BEGIN

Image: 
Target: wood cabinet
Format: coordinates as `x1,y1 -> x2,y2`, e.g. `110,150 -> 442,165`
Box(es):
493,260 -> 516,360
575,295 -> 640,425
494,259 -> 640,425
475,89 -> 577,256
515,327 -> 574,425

END
BEGIN

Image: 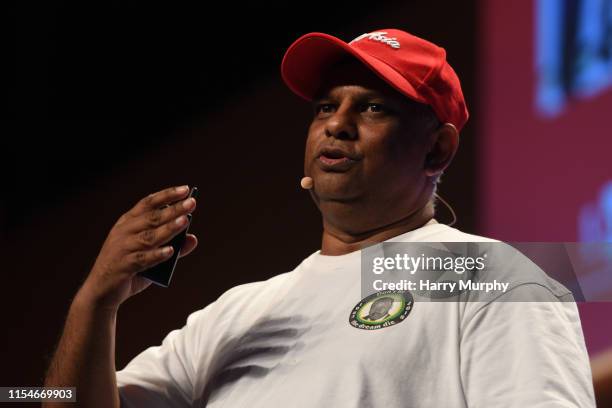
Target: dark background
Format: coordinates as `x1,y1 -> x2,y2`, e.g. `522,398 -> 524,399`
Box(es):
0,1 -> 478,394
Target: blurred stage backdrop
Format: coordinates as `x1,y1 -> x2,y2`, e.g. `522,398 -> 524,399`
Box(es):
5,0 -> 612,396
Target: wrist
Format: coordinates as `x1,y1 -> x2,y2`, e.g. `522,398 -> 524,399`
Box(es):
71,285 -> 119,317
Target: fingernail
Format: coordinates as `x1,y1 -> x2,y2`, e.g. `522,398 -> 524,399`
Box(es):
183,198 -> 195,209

END

**REQUIRED WORK**
In the listing, rewrite everything from the line containing "Target: fingernail" down to the line containing "183,198 -> 195,209", changing "coordinates" to "corner points" and keeping the rest unchanged. Return only those lines.

**WRITTEN SOLUTION**
Target: fingernail
Format: corner points as `x1,y1 -> x2,y2`, e.g. `522,398 -> 524,399`
Box(es):
183,198 -> 195,209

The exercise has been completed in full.